Dutzmann: "Wir brauchen eine viel stärkere Willkommenskultur"

Obwohl man schon beim 50. Verhandlungstag sei, gehe es bisher allein um die Rekonstruktion der Morde. Erst jetzt würden auch die NSU-Struktur und Hintergründe vor Gericht behandelt. Doch Journalistin Andrea Röpke glaubt nicht, dass es eine juristische Aufarbeitung geben wird. Zwar seien beim Münchner Prozess mehr als 600 Zeugen geladen, aber fast keiner von ihnen stamme aus der rechten Szene. So könne das hinter dem NSU stehende Neonazi-Netzwerk niemals aufgedeckt werden.

Diese Auffassung teilt auch der freie Journalist Ulli Jentsch vom Projekt "NSU-Watch", das jetzt für sein bürgerschaftliches Engagement den Otto-Brenner-Preis zuerkannt bekommt. "Die Soko Bosporus und die Landesbehörden zeigen eine systematische Ausblendung der rassistischen Tätermotive. Auch der Untersuchungsausschuss des Bundestages vermeidet in seinem  Abschlussbericht den Begriff Rassismus. Die Behörden erscheinen wie eine black box, in der das Schweigekartell herrscht", sagt Jentsch, der seit gut 20 Jahren das Antifaschistische Pressearchiv und Bildungszentrum apabiz mit unterhält.

Martin Dutzmann, neuer EKD-Beauftragter bei der Bundesregierung, sieht bei der Bekämpfung des Rechtsradikalismus und Rassismus auch die Kirche in der Pflicht. "Wir sind Kirche eines Einwanderungslandes. Menschenverachtende Einstellungen finden sich eben auch in der Mitte der Gesellschaft. Wir brauchen eine viel stärkere Willkommenskultur", meint Dutzmann. Nicht nur in den Behörden sei viel mehr Präventionsarbeit nötig, um Beamte sensibler gegen die Gefahr von Rechts zu machen. Auch in den Gemeinden müsse man aufpassen und sich fragen, ob man sich dort entschieden genug gegen rechtes Gedankengut abgrenze.

__AUFGABE__
Schreiben Sie aus dem Text über den NSU-Prozess den Abschnitt von „Diese Auffassung teilt“ bis „apabiz mit unterhält.“ wortgetreu ab. Die Datensätze werden für die Bearbeitung nicht gebraucht.

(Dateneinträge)

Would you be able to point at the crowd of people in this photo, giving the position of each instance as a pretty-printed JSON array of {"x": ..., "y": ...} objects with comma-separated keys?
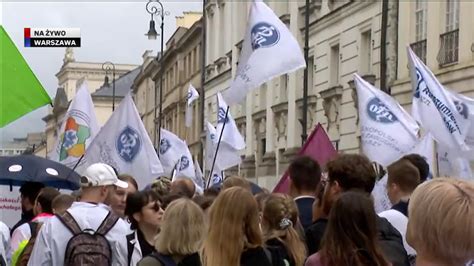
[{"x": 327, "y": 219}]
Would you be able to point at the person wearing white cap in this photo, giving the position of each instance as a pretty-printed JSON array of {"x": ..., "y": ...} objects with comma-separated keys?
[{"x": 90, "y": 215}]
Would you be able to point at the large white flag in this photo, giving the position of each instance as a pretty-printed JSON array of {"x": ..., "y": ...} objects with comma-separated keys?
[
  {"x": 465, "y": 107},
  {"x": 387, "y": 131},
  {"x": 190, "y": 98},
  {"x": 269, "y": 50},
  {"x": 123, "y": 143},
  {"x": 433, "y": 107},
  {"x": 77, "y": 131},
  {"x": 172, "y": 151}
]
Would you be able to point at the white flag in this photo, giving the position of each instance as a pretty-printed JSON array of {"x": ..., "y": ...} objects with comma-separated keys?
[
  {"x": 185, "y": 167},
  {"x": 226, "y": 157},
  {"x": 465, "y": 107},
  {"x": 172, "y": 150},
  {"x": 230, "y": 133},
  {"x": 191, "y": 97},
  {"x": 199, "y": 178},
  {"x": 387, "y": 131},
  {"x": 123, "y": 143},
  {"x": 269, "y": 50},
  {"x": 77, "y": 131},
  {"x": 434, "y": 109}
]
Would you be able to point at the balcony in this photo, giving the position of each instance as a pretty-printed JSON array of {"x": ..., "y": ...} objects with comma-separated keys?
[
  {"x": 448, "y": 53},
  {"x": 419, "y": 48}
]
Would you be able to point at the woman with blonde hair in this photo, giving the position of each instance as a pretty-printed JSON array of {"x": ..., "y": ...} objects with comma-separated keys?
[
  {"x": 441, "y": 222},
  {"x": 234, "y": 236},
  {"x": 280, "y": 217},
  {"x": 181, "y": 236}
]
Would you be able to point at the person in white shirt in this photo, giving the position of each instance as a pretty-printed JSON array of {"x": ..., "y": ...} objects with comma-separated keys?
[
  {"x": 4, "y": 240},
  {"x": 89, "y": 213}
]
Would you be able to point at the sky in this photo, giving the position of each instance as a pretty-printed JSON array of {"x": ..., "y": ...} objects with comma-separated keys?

__ERGEBNIS__
Diese Auffassung teilt auch der freie Journalist Ulli Jentsch vom Projekt "NSU-Watch", das jetzt für sein bürgerschaftliches Engagement den Otto-Brenner-Preis zuerkannt bekommt. "Die Soko Bosporus und die Landesbehörden zeigen eine systematische Ausblendung der rassistischen Tätermotive. Auch der Untersuchungsausschuss des Bundestages vermeidet in seinem  Abschlussbericht den Begriff Rassismus. Die Behörden erscheinen wie eine black box, in der das Schweigekartell herrscht", sagt Jentsch, der seit gut 20 Jahren das Antifaschistische Pressearchiv und Bildungszentrum apabiz mit unterhält.